Questions on the material:
[1] Translate this sentence from the heirloom tomato blog posts into Spanish: "Admittedly, the heirloom greens grew without problem."
[2] In the heirloom tomato blog posts, which book led the writer to plan on eventually growing only heirloom plants?

Thursday, July 29, 2010

The Heirloom Tomato Mystery

From Gardening

Ahh, well, last time I posted I ranted without photos. I had hopes that the heirlooms I grew from seed wouldn't suffer the same fate as my transplants, but this was what I discovered when I looked more closely at the Amish paste tomatoes. I guess the other tomatoes I grew from seed from the same company were organic but not heirloom, and are doing so well that I made tomato salad for dinner. Next year - no heirlooms. I'm kind of in mourning about it. After reading Animal, Vegetable, Miracle I had it in my head that eventually I would grow only heirloom plants in my garden, so we could have unique varieties of plants that we couldn't just buy at store. Good for genetic variety, good for feeling like the time and cost is justified.

Admittedly, the heirloom greens grew without problem. Maybe it is just tomatoes that aren't meant to be. I find ripping the plants out by their roots incredibly therapeutic, and I'll quit pouting soon.

Sunday, July 25, 2010

Ripping out the heirloom tomatoes

From Gardening

This happened last year and this year isn't any better - my heirloom tomatoes look good until they ripen and they turn black and/or mushy, or look beautiful but when you touch them you realize there is no firmness, just pitiful mushy tomatoes, no good for eating.

I'm ripping them out! I follow the Clemson Extension Upstate Horticulture in Facebook, and they announced that fall planting (greens, cabbages, broccoli) should happen this week or next week, and I can use all that space for those plants. I don't see the point in watering or caring for plants that refuse to grow properly.

Data extracts:
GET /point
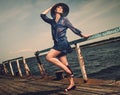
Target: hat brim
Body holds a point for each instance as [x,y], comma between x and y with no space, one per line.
[65,9]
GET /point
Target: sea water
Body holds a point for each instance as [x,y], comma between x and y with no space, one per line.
[101,61]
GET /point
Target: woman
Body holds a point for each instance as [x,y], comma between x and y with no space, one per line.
[59,25]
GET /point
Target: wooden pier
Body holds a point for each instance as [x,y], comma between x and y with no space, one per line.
[34,85]
[28,84]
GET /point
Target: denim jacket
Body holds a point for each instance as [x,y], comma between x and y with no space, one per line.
[59,28]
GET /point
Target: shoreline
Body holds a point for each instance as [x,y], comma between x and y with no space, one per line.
[34,85]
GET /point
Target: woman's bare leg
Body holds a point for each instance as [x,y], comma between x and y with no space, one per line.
[63,59]
[51,57]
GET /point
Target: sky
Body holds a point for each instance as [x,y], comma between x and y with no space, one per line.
[22,31]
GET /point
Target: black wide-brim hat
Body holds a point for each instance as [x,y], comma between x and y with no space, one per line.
[65,9]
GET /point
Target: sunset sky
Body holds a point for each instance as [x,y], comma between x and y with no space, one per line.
[22,31]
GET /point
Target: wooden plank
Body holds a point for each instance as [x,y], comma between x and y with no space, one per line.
[94,36]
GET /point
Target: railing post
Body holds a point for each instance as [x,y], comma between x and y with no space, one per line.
[12,72]
[19,70]
[5,69]
[81,62]
[41,68]
[27,70]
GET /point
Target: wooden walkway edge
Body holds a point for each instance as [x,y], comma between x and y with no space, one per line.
[34,85]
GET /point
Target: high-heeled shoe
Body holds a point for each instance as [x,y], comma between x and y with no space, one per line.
[72,88]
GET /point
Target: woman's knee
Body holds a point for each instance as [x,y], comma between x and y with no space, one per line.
[48,57]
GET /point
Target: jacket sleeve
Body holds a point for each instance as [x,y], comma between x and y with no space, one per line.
[45,18]
[70,26]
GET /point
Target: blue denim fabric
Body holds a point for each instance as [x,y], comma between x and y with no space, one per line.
[59,33]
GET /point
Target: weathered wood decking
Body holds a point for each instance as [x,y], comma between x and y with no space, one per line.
[48,86]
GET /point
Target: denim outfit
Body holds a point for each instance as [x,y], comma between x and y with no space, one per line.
[59,33]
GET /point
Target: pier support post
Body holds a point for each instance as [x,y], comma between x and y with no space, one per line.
[81,62]
[19,70]
[41,68]
[5,69]
[27,70]
[12,72]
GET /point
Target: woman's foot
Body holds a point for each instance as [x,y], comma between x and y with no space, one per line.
[70,88]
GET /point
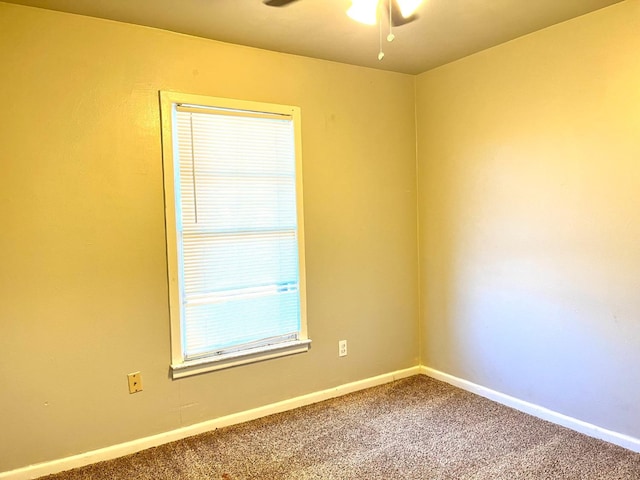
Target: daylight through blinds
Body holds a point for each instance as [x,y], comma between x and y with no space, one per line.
[237,232]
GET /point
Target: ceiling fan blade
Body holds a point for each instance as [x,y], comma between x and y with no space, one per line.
[278,3]
[397,20]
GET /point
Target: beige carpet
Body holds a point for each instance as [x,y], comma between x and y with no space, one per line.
[416,428]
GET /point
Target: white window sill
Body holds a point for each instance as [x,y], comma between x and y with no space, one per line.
[209,364]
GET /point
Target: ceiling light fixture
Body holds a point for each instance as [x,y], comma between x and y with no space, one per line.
[366,11]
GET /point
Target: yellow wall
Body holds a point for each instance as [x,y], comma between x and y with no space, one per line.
[529,199]
[83,269]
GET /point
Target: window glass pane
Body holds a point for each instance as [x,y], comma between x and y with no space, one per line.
[237,232]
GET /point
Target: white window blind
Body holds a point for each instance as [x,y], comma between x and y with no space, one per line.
[236,223]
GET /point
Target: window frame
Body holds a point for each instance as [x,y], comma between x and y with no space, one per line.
[180,367]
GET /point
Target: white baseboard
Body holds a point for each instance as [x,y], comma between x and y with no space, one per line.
[616,438]
[115,451]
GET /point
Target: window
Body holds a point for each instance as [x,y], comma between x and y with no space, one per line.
[233,204]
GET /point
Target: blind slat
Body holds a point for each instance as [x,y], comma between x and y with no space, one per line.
[237,229]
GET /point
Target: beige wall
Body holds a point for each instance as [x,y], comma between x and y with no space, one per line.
[83,269]
[529,181]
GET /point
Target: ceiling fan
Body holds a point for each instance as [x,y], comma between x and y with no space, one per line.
[400,12]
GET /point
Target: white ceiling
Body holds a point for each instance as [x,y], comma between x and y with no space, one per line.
[445,31]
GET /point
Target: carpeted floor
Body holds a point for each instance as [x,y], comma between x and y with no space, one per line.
[416,428]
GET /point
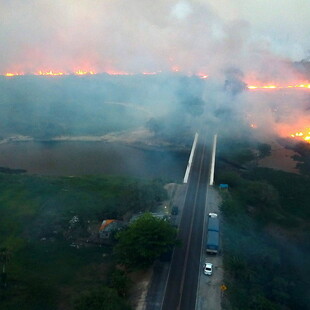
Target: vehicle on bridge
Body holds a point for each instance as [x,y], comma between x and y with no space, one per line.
[213,234]
[207,269]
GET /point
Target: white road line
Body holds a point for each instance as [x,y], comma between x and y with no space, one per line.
[189,165]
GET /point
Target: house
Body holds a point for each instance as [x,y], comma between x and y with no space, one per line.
[223,187]
[108,227]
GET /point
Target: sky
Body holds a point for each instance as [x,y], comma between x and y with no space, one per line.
[259,38]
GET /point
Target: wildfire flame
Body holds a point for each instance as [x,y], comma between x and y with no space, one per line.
[302,135]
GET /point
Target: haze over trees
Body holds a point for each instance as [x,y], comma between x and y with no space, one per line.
[146,239]
[265,236]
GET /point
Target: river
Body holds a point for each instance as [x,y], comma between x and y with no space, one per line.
[87,158]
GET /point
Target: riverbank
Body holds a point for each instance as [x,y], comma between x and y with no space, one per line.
[139,138]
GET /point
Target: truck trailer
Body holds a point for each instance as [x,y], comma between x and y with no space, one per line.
[213,234]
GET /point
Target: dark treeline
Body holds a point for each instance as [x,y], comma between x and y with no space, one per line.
[265,234]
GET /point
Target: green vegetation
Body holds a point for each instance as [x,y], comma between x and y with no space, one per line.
[103,299]
[265,238]
[146,239]
[47,257]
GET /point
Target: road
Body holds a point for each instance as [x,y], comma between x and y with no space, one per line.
[182,283]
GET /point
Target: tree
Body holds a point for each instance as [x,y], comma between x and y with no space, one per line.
[146,239]
[102,299]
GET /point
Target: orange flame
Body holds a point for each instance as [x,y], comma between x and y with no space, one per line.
[51,73]
[9,74]
[302,135]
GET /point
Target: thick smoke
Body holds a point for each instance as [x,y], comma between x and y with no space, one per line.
[231,41]
[135,36]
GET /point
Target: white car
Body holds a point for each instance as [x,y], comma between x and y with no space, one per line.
[207,269]
[212,214]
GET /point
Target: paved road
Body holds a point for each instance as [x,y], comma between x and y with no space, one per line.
[182,281]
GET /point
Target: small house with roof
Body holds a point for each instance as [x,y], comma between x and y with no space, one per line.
[108,227]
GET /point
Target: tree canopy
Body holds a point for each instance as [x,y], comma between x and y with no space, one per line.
[104,299]
[146,239]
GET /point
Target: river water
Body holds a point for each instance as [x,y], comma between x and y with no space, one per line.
[87,158]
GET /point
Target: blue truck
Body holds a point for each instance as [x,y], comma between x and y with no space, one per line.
[213,234]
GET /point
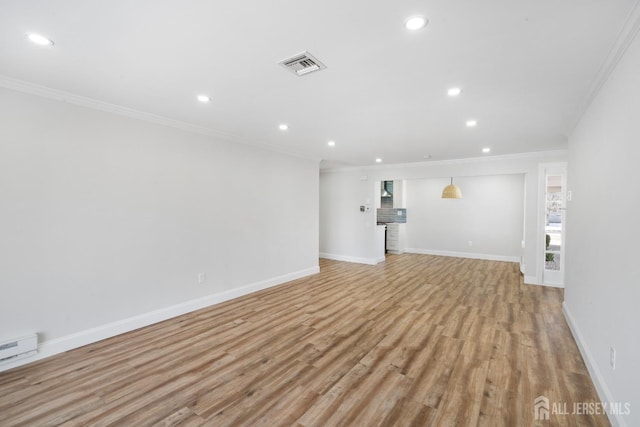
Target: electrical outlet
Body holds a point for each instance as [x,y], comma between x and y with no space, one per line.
[612,357]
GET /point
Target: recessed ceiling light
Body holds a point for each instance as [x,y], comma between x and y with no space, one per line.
[415,23]
[40,40]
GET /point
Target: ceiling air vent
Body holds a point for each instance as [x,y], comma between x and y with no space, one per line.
[302,64]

Answers to the exercise:
[1] Hay que reconocer que las verduras de hoja de variedades tradicionales crecieron sin problemas.

[2] Animal, Vegetable, Miracle.